====== Extracted entries
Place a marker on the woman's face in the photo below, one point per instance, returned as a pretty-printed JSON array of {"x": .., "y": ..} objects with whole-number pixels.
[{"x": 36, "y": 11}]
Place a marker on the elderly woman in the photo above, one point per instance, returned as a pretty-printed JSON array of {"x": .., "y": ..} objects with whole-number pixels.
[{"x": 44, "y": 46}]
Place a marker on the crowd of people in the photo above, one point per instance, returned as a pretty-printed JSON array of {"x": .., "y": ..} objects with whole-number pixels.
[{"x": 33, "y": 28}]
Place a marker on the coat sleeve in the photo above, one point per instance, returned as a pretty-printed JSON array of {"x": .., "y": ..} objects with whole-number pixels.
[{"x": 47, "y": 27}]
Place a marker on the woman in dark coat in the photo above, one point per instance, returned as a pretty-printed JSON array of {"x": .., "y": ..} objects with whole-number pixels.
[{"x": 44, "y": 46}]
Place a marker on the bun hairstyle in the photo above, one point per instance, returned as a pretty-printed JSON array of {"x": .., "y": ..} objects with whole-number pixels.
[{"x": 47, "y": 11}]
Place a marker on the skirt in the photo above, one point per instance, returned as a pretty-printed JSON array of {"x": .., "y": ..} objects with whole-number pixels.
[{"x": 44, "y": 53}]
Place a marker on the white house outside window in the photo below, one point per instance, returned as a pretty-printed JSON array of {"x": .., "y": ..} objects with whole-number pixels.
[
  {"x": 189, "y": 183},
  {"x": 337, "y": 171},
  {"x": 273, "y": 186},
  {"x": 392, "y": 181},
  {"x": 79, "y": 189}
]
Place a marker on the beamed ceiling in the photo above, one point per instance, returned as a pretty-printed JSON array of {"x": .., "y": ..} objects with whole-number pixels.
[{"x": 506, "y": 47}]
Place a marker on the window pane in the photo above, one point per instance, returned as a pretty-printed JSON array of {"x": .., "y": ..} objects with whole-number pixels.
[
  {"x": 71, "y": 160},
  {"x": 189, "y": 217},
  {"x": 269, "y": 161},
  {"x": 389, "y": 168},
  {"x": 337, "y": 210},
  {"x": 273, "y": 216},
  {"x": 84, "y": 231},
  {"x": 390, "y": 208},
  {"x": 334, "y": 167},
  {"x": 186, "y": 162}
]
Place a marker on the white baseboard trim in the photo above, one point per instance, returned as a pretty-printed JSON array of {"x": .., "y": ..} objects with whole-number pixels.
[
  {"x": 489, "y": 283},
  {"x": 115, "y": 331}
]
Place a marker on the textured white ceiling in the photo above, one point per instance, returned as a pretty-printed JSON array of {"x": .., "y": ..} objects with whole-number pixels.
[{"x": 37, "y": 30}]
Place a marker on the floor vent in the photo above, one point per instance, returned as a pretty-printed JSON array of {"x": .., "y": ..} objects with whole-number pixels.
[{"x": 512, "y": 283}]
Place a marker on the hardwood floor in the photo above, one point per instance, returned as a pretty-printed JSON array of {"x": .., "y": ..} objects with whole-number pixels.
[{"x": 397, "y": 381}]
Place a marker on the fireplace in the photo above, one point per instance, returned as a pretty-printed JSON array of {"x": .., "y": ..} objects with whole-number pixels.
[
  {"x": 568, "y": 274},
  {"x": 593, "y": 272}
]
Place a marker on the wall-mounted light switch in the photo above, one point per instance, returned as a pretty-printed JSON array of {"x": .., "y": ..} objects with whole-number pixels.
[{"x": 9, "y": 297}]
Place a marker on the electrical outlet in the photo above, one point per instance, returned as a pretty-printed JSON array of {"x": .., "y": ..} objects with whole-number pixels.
============
Work required >> Give the listing again, exactly as it was written.

Answer for the task >>
Place a marker on the woman's face in the photo below, one point per instance, returned as a pretty-printed JSON array of {"x": .., "y": ..} objects with whole-number pixels.
[{"x": 36, "y": 11}]
Place a marker on the elderly woman in the photo above, one point per instance, returned as a pretty-printed JSON array of {"x": .., "y": ..} objects with whole-number pixels.
[{"x": 44, "y": 46}]
Place a marker on the crowd of people in the photo above, one point per instance, returned as a pretty-printed JSON array of {"x": .., "y": ..} objects with whole-number pixels.
[{"x": 33, "y": 28}]
Place a marker on the coat sleeve in the photo above, one point per instance, returned as a pretty-printed JSON array of {"x": .., "y": ..} objects with whole-number pixels.
[{"x": 47, "y": 27}]
Place a marker on the woman in dark coat in the photo above, one point per instance, returned as a pretty-printed JSON array of {"x": .., "y": ..} objects with whole-number pixels.
[{"x": 44, "y": 46}]
Place a marker on the bun hairstyle in the photo above, one point per instance, returned as a pretty-printed JSON array of {"x": .., "y": ..} objects with whole-number pixels.
[{"x": 47, "y": 11}]
Place a marker on the skirt in the photo above, one point per instance, returned as a pretty-printed JSON array of {"x": .., "y": ..} objects with whole-number pixels.
[{"x": 44, "y": 53}]
Place a marker on the white house outside window in the photo below, one point per instance, returned as a pretty-printed JSON array of {"x": .., "y": ..} objects with whole-number pixels.
[
  {"x": 189, "y": 183},
  {"x": 337, "y": 171},
  {"x": 273, "y": 186},
  {"x": 392, "y": 181},
  {"x": 79, "y": 189}
]
Place a marker on the beamed ceiling in the photo above, one point per instance, returned as a pretty-printed JSON array of {"x": .., "y": ..} objects with whole-number pixels.
[{"x": 506, "y": 47}]
Place a marker on the window pane in the photo above, one point per instance, returned as a pretty-printed JSON array of {"x": .., "y": ..} objects with whole-number pixels.
[
  {"x": 71, "y": 160},
  {"x": 189, "y": 217},
  {"x": 269, "y": 161},
  {"x": 389, "y": 168},
  {"x": 337, "y": 210},
  {"x": 273, "y": 216},
  {"x": 84, "y": 231},
  {"x": 390, "y": 208},
  {"x": 334, "y": 167},
  {"x": 186, "y": 162}
]
Place a marker on the white baseboard trim in the photo above, one point per instance, returned as a pretty-printed JSON array of {"x": .., "y": ..} objects with whole-number pixels.
[
  {"x": 489, "y": 283},
  {"x": 115, "y": 331}
]
Place a marker on the textured white ceiling in the photo above, one point per instance, returned as a pretty-printed JSON array of {"x": .., "y": ..} objects with whole-number pixels.
[{"x": 37, "y": 30}]
Place a marker on the floor vent in the photo above, one point per instance, returned as a pretty-printed JSON array of {"x": .., "y": ..} objects with whole-number pixels.
[{"x": 512, "y": 283}]
Place a marker on the hardwood floor in the photo above, one point per instance, returned as a pretty-printed JSON array of {"x": .., "y": ..} objects with whole-number pixels.
[{"x": 397, "y": 381}]
Place a marker on the fireplace in the photo above, one point per instance, returned as a pretty-printed JSON array of {"x": .., "y": ..} objects with whole-number pixels.
[
  {"x": 568, "y": 274},
  {"x": 593, "y": 272}
]
Place a marker on the wall-mounted light switch in the photo above, one point per instance, returned as a pretty-printed JSON array of {"x": .., "y": ..} objects with whole-number pixels.
[{"x": 9, "y": 297}]
Place a marker on the electrical outlet in the photo above, one point per instance, returned as a pretty-printed JSON array of {"x": .., "y": ..} objects with whole-number pixels.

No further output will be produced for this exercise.